About this exercise: Please, in the data that follows, copy exactly the lines from the line with "Question: Where is the bird's neck?" through the last one, both included. Do not include pictures.

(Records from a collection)
- - - -

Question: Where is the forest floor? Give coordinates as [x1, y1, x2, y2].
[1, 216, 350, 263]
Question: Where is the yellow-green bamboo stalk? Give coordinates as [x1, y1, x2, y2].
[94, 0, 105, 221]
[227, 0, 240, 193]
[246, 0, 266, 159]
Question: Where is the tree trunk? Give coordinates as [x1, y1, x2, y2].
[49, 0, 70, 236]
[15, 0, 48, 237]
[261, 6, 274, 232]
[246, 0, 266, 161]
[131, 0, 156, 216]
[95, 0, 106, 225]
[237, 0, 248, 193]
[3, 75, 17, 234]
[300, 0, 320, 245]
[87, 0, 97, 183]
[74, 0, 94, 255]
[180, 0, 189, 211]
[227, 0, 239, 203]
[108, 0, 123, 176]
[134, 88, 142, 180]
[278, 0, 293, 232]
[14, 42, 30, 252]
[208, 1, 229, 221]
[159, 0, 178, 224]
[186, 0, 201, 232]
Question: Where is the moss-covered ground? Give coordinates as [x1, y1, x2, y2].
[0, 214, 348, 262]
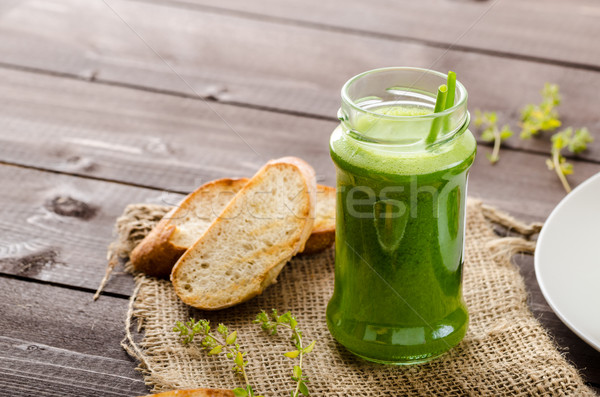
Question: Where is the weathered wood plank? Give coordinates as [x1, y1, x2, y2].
[0, 0, 599, 161]
[0, 276, 148, 396]
[0, 68, 334, 192]
[152, 0, 600, 69]
[1, 144, 599, 294]
[468, 149, 600, 222]
[0, 163, 186, 295]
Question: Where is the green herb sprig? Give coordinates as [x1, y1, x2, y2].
[255, 310, 315, 397]
[474, 110, 514, 164]
[173, 319, 261, 397]
[547, 127, 593, 192]
[475, 83, 593, 192]
[520, 83, 562, 139]
[174, 310, 315, 397]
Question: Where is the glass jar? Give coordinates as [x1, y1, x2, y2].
[327, 67, 476, 364]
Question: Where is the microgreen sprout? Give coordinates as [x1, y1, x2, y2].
[476, 83, 593, 191]
[474, 110, 514, 164]
[255, 310, 315, 397]
[547, 127, 594, 192]
[174, 310, 315, 397]
[520, 83, 561, 139]
[173, 319, 261, 397]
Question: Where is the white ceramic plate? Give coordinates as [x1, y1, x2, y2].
[535, 172, 600, 352]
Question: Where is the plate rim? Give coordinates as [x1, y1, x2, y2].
[534, 171, 600, 352]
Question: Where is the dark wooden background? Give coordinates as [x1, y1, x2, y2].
[1, 0, 599, 395]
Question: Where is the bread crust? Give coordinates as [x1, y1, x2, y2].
[171, 157, 317, 310]
[130, 177, 334, 278]
[129, 219, 183, 277]
[302, 228, 336, 254]
[301, 185, 335, 255]
[129, 178, 247, 277]
[137, 388, 234, 397]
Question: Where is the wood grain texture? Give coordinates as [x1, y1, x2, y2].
[0, 0, 599, 161]
[0, 0, 599, 390]
[150, 0, 600, 69]
[1, 145, 599, 294]
[0, 276, 148, 396]
[0, 163, 183, 295]
[0, 66, 597, 221]
[0, 67, 333, 192]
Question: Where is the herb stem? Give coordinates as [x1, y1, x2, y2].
[209, 331, 250, 387]
[552, 149, 572, 193]
[490, 128, 502, 164]
[293, 339, 303, 397]
[280, 323, 303, 397]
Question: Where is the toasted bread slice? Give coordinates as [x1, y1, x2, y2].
[130, 179, 335, 277]
[138, 389, 233, 397]
[130, 178, 247, 277]
[302, 184, 335, 254]
[171, 157, 316, 310]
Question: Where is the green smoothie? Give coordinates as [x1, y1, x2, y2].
[327, 103, 476, 364]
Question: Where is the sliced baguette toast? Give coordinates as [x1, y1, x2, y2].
[138, 389, 233, 397]
[171, 157, 316, 310]
[130, 179, 335, 277]
[130, 178, 247, 277]
[302, 184, 335, 254]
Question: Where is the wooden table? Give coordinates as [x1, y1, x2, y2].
[1, 0, 599, 394]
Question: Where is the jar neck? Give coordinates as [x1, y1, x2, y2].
[339, 67, 469, 152]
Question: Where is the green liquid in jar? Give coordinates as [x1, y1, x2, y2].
[327, 104, 476, 364]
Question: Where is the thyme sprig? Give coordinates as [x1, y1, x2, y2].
[174, 310, 315, 397]
[520, 83, 562, 139]
[255, 310, 315, 397]
[173, 319, 259, 397]
[474, 110, 514, 164]
[475, 83, 593, 192]
[547, 127, 593, 192]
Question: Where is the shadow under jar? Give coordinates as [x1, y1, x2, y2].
[327, 67, 476, 364]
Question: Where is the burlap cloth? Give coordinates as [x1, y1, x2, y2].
[108, 199, 596, 396]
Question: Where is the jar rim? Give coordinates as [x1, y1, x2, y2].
[341, 67, 468, 120]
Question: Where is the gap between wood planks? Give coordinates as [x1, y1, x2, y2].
[0, 61, 598, 171]
[2, 0, 600, 162]
[0, 159, 190, 195]
[0, 272, 130, 300]
[131, 0, 600, 74]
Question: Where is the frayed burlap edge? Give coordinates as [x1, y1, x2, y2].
[107, 199, 596, 396]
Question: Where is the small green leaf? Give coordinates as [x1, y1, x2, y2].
[293, 365, 302, 379]
[234, 351, 244, 367]
[233, 387, 248, 397]
[541, 118, 561, 131]
[284, 350, 300, 359]
[226, 331, 237, 345]
[303, 340, 316, 354]
[298, 380, 309, 396]
[568, 127, 593, 154]
[217, 323, 228, 336]
[480, 129, 495, 142]
[545, 158, 554, 170]
[499, 125, 514, 140]
[560, 161, 574, 175]
[255, 311, 269, 324]
[208, 345, 222, 355]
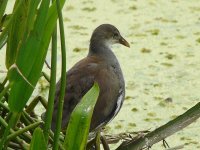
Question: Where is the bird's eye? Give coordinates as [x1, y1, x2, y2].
[113, 32, 119, 38]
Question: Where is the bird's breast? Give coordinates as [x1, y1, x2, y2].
[90, 63, 125, 131]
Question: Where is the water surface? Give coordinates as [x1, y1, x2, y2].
[1, 1, 200, 149]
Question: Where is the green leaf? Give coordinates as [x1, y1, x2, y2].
[64, 83, 100, 150]
[25, 0, 41, 35]
[7, 0, 66, 113]
[8, 0, 51, 112]
[6, 0, 41, 69]
[30, 128, 47, 150]
[6, 0, 29, 69]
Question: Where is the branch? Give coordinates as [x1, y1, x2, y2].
[116, 102, 200, 150]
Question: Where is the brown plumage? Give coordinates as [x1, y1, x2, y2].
[42, 24, 130, 133]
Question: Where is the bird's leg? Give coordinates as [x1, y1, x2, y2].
[94, 130, 110, 150]
[95, 131, 101, 150]
[100, 135, 110, 150]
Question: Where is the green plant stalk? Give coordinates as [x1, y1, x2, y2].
[18, 130, 32, 144]
[0, 116, 8, 128]
[4, 111, 12, 123]
[42, 71, 50, 83]
[52, 0, 66, 149]
[49, 131, 65, 150]
[0, 83, 10, 102]
[0, 97, 6, 103]
[0, 112, 21, 150]
[21, 113, 32, 128]
[0, 101, 9, 111]
[6, 122, 41, 141]
[0, 105, 32, 143]
[25, 96, 40, 114]
[95, 131, 101, 150]
[0, 116, 28, 150]
[22, 110, 35, 123]
[43, 24, 57, 142]
[38, 96, 48, 109]
[1, 77, 8, 86]
[8, 142, 21, 149]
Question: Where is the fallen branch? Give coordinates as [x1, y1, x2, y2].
[116, 102, 200, 150]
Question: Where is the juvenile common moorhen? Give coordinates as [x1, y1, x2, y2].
[47, 24, 130, 134]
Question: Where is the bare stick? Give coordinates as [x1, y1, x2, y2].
[116, 102, 200, 150]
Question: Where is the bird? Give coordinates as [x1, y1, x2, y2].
[44, 24, 130, 135]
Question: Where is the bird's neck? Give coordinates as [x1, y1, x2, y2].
[88, 40, 116, 61]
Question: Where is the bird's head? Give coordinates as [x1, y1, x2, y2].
[90, 24, 130, 48]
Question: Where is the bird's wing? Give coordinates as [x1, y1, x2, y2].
[51, 56, 102, 131]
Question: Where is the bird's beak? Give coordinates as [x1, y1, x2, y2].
[119, 36, 130, 48]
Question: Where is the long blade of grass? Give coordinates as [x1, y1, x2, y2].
[8, 0, 66, 113]
[64, 83, 100, 150]
[6, 0, 41, 69]
[43, 24, 57, 142]
[25, 0, 41, 36]
[52, 0, 66, 149]
[8, 0, 51, 112]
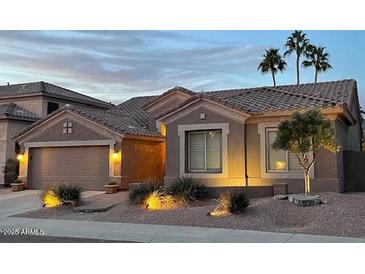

- - - -

Reply:
Question: Where is the bird's neck? Give coordinates as [x1, y1, x2, y2].
[88, 40, 116, 61]
Question: Where is the bird's head? Give coordinates as [x1, y1, x2, y2].
[90, 24, 130, 48]
Question: Where is the bird's wing? Give coordinates as [x1, y1, x2, y2].
[51, 56, 102, 131]
Question: Where is the bird's beak? Give coordinates as [x1, y1, x2, y2].
[119, 36, 130, 48]
Question: Where is the long blade of grass? Give coordinates as [x1, y1, x2, y2].
[8, 0, 66, 113]
[64, 83, 100, 150]
[6, 0, 41, 69]
[43, 24, 57, 142]
[25, 0, 41, 36]
[52, 0, 66, 149]
[8, 0, 51, 112]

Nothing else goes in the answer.